Task directions
Collect every line of the entries below that contains the word "rocky".
......
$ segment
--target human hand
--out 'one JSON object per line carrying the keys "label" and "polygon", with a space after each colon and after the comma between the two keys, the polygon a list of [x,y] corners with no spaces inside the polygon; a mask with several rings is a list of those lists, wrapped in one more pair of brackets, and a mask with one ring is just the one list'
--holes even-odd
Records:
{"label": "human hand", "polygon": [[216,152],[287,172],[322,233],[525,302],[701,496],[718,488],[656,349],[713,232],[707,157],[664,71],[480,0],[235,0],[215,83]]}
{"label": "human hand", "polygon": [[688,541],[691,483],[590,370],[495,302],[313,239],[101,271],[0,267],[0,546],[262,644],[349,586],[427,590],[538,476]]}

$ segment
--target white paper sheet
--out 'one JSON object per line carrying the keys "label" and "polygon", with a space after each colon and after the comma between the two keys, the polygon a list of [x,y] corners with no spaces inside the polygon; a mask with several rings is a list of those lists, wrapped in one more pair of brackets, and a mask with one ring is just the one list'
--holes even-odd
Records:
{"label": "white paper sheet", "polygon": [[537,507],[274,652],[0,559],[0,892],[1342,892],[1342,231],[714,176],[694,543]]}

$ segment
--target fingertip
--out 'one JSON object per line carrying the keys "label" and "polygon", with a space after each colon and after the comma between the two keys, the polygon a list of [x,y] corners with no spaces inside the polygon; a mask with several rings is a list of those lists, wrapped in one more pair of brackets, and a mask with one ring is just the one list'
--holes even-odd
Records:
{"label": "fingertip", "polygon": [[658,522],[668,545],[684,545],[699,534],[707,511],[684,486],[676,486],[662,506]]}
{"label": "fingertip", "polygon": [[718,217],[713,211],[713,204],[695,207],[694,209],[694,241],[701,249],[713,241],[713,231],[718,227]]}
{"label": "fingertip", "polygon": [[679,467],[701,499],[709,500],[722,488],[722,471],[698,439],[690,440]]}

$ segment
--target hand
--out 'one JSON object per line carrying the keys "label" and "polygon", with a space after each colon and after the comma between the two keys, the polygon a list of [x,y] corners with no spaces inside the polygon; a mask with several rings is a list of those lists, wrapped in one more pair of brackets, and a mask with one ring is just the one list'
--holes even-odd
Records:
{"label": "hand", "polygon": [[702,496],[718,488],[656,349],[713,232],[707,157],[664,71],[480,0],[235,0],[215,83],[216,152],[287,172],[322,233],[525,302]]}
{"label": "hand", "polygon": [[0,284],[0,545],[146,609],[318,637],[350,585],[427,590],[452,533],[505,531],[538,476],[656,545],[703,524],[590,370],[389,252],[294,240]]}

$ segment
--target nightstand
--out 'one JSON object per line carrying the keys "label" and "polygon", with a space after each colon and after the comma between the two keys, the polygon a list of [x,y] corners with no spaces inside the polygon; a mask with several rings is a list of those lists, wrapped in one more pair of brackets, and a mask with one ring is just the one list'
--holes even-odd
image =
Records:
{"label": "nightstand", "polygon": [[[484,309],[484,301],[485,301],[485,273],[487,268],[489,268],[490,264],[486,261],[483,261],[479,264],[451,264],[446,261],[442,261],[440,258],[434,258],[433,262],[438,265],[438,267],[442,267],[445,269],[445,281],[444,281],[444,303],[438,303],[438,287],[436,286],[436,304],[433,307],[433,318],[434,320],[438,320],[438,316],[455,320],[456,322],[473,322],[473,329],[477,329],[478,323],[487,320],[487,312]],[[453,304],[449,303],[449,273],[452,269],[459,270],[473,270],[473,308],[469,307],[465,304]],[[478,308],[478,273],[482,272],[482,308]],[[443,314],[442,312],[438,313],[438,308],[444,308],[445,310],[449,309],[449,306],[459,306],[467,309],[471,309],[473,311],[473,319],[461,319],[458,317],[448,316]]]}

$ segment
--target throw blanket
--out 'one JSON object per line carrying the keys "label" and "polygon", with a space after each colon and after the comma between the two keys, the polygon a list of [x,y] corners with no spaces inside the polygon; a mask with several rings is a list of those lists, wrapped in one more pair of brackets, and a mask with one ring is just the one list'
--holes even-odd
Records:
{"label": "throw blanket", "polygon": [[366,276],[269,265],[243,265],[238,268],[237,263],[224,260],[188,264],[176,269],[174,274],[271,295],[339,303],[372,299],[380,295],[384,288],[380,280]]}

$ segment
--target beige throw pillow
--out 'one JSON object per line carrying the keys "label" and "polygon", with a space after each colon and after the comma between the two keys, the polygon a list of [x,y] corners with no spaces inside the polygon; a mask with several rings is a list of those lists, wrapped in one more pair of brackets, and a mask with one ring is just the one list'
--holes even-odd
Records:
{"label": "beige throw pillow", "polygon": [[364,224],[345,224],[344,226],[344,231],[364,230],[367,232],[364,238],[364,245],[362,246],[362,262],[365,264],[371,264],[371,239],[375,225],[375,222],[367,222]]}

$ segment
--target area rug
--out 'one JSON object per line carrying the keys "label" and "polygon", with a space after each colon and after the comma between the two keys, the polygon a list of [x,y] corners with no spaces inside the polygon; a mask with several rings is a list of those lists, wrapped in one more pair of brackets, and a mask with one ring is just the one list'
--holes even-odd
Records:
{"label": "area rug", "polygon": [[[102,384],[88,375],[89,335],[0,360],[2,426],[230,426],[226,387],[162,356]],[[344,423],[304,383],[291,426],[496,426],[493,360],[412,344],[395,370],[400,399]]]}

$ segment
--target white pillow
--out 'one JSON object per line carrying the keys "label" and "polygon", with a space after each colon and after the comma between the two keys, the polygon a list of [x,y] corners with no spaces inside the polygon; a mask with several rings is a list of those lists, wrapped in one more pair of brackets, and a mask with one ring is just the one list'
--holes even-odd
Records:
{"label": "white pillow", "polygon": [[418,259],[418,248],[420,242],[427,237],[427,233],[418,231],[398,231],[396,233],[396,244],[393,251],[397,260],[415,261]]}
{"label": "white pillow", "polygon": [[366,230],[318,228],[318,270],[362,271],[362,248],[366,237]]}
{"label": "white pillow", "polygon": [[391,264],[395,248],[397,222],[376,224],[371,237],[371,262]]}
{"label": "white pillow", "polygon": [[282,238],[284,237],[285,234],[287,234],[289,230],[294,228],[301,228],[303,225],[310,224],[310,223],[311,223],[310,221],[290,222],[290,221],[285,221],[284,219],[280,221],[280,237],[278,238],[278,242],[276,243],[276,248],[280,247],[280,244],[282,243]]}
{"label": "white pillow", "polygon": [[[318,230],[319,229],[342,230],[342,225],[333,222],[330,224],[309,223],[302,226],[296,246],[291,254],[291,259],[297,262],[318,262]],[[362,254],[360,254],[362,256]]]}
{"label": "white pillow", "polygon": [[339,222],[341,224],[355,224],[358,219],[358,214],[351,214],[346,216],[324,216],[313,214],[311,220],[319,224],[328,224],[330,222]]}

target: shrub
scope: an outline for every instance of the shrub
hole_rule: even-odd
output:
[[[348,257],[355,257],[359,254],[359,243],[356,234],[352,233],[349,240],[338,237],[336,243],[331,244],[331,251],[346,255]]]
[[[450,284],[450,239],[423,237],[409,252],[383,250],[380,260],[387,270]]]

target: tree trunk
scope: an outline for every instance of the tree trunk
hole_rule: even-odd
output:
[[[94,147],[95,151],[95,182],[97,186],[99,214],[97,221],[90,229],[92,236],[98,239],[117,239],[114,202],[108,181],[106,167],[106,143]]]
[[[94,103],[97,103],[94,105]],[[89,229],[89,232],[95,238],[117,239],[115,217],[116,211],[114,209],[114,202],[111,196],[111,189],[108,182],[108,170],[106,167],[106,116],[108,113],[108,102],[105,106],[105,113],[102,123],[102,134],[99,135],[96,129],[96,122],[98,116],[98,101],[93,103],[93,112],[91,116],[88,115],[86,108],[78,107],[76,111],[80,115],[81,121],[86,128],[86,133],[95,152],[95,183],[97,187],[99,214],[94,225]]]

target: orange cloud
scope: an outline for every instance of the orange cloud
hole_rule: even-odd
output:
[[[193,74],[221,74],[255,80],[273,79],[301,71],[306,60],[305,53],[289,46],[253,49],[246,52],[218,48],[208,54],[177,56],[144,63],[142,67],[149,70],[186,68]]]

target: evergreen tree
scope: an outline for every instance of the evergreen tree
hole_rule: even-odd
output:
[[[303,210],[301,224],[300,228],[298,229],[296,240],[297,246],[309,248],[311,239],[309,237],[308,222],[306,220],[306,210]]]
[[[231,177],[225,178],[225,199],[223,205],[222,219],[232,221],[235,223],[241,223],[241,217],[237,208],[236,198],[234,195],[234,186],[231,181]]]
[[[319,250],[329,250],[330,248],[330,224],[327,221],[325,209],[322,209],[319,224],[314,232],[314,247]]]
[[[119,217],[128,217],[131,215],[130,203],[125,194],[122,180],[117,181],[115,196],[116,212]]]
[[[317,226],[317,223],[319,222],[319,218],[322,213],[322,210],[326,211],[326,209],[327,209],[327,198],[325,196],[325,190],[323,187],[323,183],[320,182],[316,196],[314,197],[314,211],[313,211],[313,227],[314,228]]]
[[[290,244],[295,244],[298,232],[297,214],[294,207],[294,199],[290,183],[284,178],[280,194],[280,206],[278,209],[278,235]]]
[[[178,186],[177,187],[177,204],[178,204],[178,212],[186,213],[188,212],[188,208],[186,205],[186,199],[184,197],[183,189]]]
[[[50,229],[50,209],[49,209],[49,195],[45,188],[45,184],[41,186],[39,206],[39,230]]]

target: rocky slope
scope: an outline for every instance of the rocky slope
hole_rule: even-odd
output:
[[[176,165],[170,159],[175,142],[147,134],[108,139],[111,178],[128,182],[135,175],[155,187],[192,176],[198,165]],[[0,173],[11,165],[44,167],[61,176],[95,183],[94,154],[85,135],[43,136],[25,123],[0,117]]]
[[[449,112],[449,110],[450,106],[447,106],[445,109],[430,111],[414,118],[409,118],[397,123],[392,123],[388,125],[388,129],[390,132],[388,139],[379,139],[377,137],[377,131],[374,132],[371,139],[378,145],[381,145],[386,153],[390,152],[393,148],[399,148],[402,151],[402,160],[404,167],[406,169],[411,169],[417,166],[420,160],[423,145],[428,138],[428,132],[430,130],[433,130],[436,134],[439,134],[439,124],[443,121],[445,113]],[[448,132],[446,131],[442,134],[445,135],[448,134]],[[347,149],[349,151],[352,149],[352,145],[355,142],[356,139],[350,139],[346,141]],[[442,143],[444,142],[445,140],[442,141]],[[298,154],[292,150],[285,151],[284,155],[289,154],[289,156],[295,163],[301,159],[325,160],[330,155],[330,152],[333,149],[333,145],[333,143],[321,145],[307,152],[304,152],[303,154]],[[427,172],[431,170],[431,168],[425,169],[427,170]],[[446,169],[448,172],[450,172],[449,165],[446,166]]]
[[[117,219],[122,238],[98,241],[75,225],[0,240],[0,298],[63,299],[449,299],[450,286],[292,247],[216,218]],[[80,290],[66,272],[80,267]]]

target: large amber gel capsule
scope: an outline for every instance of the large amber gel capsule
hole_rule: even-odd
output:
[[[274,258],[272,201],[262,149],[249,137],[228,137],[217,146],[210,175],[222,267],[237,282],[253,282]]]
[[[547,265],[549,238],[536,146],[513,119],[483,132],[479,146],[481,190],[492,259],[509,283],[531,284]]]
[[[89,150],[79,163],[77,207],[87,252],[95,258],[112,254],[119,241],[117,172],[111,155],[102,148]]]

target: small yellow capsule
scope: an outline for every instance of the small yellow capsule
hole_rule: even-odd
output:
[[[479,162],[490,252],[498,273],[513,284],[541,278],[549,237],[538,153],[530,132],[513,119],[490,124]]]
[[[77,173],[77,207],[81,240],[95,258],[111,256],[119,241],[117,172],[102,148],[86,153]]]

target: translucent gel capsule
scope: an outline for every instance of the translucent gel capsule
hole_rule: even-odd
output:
......
Result of the task
target: rocky slope
scope: an outline for every instance of the rocky slope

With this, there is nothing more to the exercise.